» WHAT THE TASK ASKS: Every entry must be duplicated precisely as written.

(Dataset excerpts on object pointing)
****************************************

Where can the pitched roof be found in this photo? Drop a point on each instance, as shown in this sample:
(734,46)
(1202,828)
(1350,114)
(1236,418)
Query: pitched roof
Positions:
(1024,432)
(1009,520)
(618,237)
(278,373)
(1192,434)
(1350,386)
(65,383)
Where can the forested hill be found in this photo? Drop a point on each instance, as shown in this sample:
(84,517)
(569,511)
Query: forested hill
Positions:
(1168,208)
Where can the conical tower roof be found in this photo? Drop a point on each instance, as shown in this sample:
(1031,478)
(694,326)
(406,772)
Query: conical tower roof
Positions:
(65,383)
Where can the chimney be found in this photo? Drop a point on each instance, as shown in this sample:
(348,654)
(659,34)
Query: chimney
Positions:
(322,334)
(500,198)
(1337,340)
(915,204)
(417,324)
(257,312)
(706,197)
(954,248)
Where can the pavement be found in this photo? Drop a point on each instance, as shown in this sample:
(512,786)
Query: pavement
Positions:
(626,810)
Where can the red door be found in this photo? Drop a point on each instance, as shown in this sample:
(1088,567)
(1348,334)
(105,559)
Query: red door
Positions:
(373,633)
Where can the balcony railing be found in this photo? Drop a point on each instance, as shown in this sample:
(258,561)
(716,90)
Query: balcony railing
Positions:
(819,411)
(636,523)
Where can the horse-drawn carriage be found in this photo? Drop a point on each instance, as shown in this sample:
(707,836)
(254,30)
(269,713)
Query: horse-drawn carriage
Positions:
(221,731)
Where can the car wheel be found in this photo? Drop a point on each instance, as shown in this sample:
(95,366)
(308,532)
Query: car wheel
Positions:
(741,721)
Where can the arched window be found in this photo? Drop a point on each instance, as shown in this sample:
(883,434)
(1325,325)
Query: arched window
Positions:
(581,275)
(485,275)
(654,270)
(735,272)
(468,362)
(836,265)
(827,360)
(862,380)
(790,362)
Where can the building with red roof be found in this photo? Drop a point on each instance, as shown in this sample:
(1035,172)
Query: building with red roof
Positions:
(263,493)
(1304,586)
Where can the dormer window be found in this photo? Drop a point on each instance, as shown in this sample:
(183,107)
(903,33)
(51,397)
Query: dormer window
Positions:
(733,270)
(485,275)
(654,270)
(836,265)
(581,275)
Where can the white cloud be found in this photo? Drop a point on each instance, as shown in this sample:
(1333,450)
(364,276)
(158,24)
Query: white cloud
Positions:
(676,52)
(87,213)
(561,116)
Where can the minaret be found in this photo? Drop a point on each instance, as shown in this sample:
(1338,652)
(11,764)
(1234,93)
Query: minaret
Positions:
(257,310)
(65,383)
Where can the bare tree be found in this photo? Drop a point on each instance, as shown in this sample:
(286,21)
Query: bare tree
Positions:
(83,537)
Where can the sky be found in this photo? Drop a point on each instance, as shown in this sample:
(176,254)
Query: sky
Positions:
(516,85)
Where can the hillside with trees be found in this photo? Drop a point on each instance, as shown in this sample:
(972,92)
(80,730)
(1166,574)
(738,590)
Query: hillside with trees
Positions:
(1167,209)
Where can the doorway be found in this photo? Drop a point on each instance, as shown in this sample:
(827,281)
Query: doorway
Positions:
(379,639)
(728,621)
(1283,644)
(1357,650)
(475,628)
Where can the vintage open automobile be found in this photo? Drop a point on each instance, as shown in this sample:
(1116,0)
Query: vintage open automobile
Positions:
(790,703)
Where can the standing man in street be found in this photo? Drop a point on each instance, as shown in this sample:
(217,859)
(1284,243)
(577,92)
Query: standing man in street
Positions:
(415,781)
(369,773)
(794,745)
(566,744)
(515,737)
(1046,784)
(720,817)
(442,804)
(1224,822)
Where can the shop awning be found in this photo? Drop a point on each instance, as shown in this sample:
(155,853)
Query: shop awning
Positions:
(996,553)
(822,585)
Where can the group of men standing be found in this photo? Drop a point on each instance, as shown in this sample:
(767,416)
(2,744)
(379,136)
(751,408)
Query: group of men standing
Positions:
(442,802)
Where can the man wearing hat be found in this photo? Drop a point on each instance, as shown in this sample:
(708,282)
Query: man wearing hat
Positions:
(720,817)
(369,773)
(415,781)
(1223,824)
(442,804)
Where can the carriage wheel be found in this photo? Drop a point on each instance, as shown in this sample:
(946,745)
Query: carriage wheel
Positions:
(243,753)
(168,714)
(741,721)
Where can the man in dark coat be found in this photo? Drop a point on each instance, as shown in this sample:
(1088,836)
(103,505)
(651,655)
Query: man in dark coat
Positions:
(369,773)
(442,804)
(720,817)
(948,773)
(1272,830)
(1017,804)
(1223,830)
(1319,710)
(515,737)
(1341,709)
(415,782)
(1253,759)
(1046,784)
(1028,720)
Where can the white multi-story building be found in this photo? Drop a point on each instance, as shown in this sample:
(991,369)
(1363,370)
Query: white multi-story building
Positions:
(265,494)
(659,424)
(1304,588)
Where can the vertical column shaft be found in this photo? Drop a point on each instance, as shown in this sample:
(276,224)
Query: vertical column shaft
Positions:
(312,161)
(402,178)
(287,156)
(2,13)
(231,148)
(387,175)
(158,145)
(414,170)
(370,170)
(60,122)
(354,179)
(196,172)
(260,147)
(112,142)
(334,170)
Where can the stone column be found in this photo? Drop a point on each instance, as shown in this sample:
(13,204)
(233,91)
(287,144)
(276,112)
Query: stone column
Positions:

****************************************

» WRITTEN ANSWER:
Where can the pitched roof be found in this photo? Drop a point on each instance, as shown in this sample:
(734,46)
(1202,828)
(1350,114)
(1236,418)
Query: pitched roof
Positions:
(1024,432)
(1009,520)
(618,237)
(278,373)
(1192,434)
(1350,386)
(65,383)
Where can the forested hill be found in this photo? Drop a point on each instance, as shown in this sample:
(84,517)
(569,511)
Query: forested hill
Positions:
(1168,208)
Where can the conical tower roof be found in this photo? Drop a point on each instance, as shown in this sample:
(1031,478)
(694,326)
(406,772)
Query: conical tower roof
Positions:
(65,383)
Where can the chimney be found in this photo? Drop a point on each instance, as shown in this sample:
(348,654)
(659,34)
Query: chimney
Positions:
(322,334)
(500,198)
(1337,340)
(915,204)
(417,324)
(257,312)
(706,197)
(954,248)
Where can the pavement be found in this photo? Drop a point on each instance, as shown in this sample:
(512,786)
Query: pavement
Positions:
(626,810)
Where can the red door be found in this photo? Drop a point on each instance, as shown in this sample:
(1088,567)
(1348,334)
(105,559)
Query: red door
Positions:
(373,633)
Where can the balcony railing be found in this photo? Drop a point on each instance, as shown in this sample:
(258,561)
(716,90)
Query: balcony railing
Positions:
(819,411)
(636,523)
Where can the horse-drawn carriage be found in this photo? Drop a point on each instance, as shown in this sample:
(707,836)
(254,30)
(269,713)
Query: horse-drawn carriage
Positions:
(221,731)
Where can the car wheel be found in this photo? Drop a point on each instance, as shown in this sample:
(95,366)
(308,532)
Query: car wheel
Positions:
(741,721)
Where can the arched window be found in this photo? Drop a point on each instance, as shown in this sample:
(883,434)
(1325,325)
Query: arched window
Positions:
(581,275)
(485,275)
(654,270)
(735,272)
(468,362)
(836,265)
(827,360)
(862,380)
(790,362)
Where can the building with red roof be found in this photo? Drop a point on each instance, as shown in this sample:
(1035,172)
Query: building with red roof
Positions:
(263,493)
(1304,586)
Where can the dormer window be found in this photo? Drop a point on each instance, as shown in this sample:
(183,107)
(903,33)
(51,397)
Query: dormer window
Positions:
(733,270)
(485,275)
(654,270)
(836,265)
(581,275)
Where can the white cloud be found in this photo? Drop a point on each instance, as shown in this sample:
(1333,450)
(364,276)
(158,24)
Query: white cloud
Positions:
(676,52)
(87,213)
(561,116)
Where can the minaret be found in this photo? Drop a point on each instance, as shown in this sample:
(1338,652)
(11,764)
(1234,93)
Query: minaret
Positions:
(257,310)
(65,383)
Where can the bare tree be found in this photo? Drop a point on each instance, as shown in this sample:
(286,21)
Query: bare tree
Positions:
(83,537)
Where can the sky be found in this photo? Drop a point on each instance, as shown in this sample:
(176,254)
Query: sky
Positions:
(516,85)
Where can the hillside with trees be found in this photo? Drop a point on each instance, as shown in this sample:
(972,92)
(80,730)
(1166,574)
(738,590)
Query: hillside with trees
Positions:
(1167,209)
Where can the doorway be found in this photo? Drop a point on each instance, as shown in this sample:
(827,281)
Query: doorway
Positions:
(379,639)
(728,621)
(1283,644)
(1357,650)
(475,628)
Where can the vintage open automobile be found in this photo? Drop a point on each instance, as shown in this sample:
(1116,0)
Query: vintage open automobile
Positions:
(790,703)
Where can the standing man in street be found in this photo? Drop a point on each instance, as shown in this sample:
(217,859)
(1284,243)
(577,92)
Query: standing man in street
Positions:
(415,781)
(369,773)
(794,745)
(566,744)
(515,737)
(1046,784)
(720,817)
(442,804)
(1224,822)
Where can the shop awning be found in this photo? Drop a point on each instance, as shown in this sample:
(155,853)
Query: shop awning
Positions:
(996,553)
(822,585)
Where can the group of men standing be found in this photo? Drop a point on each instance, as shown in this sample:
(767,416)
(2,744)
(379,136)
(751,408)
Query: group of men standing
Positions:
(442,802)
Where can the man wearing hat be found in this photo? Drop a point on each instance, as shown in this sample:
(708,282)
Query: man wearing hat
Positions:
(720,817)
(369,773)
(415,781)
(1223,824)
(442,804)
Where can the carriage wheel be found in this photo? Drop a point on each instance, as shown in this sample:
(946,745)
Query: carriage wheel
Positions:
(243,753)
(168,714)
(741,721)
Where can the man in dark coat be found in this photo? Drop a point on each instance, as shown in this sample:
(1088,836)
(103,505)
(651,655)
Query: man in dark coat
Positions:
(369,773)
(442,804)
(720,817)
(948,773)
(1272,830)
(1017,804)
(1223,830)
(1319,710)
(515,737)
(1341,709)
(415,782)
(1253,759)
(1046,784)
(1028,720)
Where can the white multi-story building be found in this photo? Drop a point on each instance, as shown in this sample:
(991,369)
(1363,370)
Query: white multi-story building
Positions:
(265,494)
(659,424)
(1304,588)
Where can the vertical column shaft be found in this photo? Drop a point on each instance, as shown in this sample:
(276,224)
Query: vertical column shaft
Positions:
(312,161)
(402,178)
(287,156)
(2,13)
(231,148)
(387,175)
(158,145)
(414,170)
(370,170)
(60,122)
(354,179)
(196,172)
(260,147)
(112,142)
(334,170)
Where can the stone column be found in this photo? Drop a point on each instance, as shown in this sample:
(13,204)
(233,91)
(287,144)
(276,112)
Query: stone column
Positions:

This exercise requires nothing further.